#### The exercise
Extract every line of the records that contains the string "suit". Case counts.

#### Extracted entries
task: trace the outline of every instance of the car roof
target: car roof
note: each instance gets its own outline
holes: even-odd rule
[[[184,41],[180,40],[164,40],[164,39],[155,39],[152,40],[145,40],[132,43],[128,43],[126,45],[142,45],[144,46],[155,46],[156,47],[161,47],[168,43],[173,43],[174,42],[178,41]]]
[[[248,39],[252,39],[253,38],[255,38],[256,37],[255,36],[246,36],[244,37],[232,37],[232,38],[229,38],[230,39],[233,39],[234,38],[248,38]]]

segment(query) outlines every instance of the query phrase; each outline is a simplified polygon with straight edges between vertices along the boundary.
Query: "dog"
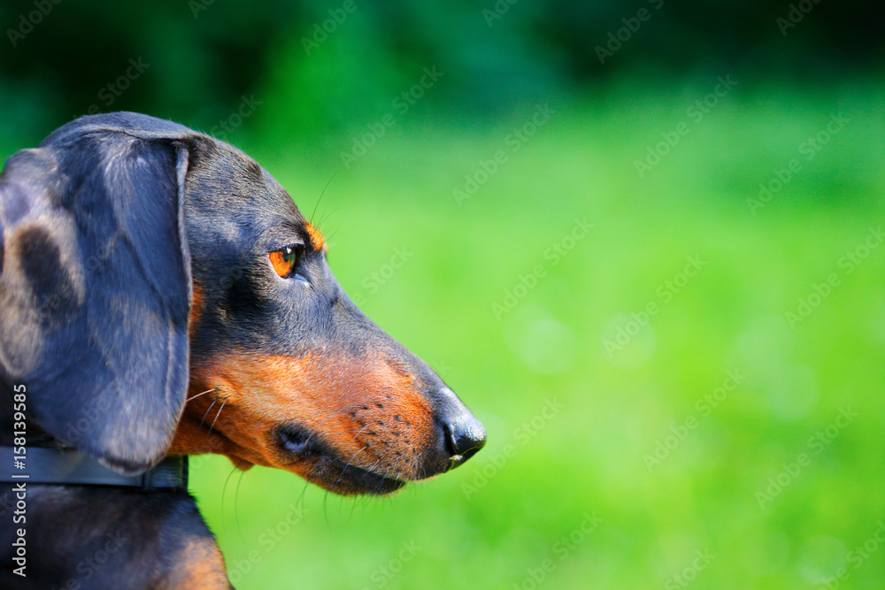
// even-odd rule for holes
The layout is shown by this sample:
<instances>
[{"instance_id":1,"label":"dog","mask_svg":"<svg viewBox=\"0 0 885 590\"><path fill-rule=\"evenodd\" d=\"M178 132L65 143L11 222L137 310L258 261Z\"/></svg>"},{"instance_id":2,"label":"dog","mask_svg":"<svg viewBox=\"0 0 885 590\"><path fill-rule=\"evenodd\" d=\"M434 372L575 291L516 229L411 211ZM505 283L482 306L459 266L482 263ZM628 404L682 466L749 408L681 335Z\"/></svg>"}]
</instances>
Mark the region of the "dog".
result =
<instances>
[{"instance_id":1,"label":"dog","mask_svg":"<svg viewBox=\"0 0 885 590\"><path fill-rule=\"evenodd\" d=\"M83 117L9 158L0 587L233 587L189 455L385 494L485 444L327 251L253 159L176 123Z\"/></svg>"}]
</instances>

--

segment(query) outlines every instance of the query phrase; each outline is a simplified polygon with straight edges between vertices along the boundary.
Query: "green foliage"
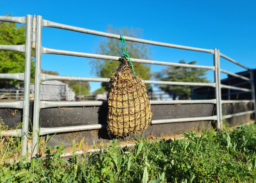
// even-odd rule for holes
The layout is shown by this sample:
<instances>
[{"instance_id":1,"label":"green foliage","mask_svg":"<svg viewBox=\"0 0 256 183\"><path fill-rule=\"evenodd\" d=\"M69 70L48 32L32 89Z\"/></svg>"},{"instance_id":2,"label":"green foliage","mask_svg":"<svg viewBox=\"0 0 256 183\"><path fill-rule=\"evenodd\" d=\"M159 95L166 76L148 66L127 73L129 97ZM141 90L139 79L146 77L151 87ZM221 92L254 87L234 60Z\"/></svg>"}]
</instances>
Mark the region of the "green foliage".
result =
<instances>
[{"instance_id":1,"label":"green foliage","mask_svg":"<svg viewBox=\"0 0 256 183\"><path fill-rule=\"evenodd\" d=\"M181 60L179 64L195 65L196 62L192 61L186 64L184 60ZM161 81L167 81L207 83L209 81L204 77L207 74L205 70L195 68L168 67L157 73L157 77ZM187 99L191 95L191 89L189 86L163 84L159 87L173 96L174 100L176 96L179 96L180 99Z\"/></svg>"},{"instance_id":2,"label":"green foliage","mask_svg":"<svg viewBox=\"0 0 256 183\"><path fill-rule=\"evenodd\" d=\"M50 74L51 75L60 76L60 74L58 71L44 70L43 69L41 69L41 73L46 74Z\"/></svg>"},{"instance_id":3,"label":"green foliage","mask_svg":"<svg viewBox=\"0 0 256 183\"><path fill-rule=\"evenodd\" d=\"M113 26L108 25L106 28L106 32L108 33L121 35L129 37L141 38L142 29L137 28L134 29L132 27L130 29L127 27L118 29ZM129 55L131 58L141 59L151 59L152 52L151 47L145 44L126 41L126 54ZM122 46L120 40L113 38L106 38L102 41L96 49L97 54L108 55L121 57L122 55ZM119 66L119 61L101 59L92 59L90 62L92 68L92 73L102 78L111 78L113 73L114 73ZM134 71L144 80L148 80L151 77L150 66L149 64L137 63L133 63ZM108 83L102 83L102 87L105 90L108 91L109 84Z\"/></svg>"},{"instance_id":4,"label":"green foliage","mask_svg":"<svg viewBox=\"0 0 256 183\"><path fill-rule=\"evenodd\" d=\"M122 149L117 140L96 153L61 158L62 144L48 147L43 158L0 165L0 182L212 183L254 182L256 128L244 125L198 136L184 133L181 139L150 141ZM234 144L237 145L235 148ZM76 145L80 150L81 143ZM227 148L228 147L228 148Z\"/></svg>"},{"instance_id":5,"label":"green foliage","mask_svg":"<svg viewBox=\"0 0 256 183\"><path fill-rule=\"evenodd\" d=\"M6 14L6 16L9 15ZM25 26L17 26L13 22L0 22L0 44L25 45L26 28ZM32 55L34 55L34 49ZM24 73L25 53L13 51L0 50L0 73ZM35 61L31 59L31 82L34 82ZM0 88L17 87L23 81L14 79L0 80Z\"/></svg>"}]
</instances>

==

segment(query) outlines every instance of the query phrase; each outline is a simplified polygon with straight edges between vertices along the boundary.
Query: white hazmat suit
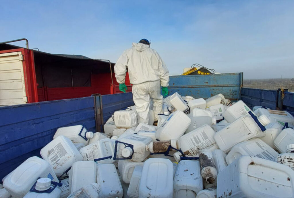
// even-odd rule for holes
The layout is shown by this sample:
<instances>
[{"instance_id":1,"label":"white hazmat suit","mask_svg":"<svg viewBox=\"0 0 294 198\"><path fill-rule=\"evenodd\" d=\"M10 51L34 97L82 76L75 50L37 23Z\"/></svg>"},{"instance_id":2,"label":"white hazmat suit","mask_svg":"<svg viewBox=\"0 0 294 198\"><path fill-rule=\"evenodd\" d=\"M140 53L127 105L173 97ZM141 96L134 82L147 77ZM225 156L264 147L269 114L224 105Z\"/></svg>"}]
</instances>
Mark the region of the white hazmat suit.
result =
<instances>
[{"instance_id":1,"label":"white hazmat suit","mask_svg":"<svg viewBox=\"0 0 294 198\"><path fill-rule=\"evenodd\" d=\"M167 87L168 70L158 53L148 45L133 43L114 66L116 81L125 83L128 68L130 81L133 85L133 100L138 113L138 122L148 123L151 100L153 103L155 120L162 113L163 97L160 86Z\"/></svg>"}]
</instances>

#### Output for this task
Query: white hazmat suit
[{"instance_id":1,"label":"white hazmat suit","mask_svg":"<svg viewBox=\"0 0 294 198\"><path fill-rule=\"evenodd\" d=\"M10 51L34 97L82 76L75 50L37 23Z\"/></svg>"},{"instance_id":2,"label":"white hazmat suit","mask_svg":"<svg viewBox=\"0 0 294 198\"><path fill-rule=\"evenodd\" d=\"M140 53L127 105L173 97ZM141 96L134 82L147 77ZM225 156L264 147L269 114L224 105Z\"/></svg>"}]
Mark the region of the white hazmat suit.
[{"instance_id":1,"label":"white hazmat suit","mask_svg":"<svg viewBox=\"0 0 294 198\"><path fill-rule=\"evenodd\" d=\"M167 87L168 70L158 53L148 45L133 43L114 66L116 81L125 83L128 68L130 81L133 85L133 100L138 113L138 122L148 123L151 100L153 103L155 120L162 113L163 97L160 86Z\"/></svg>"}]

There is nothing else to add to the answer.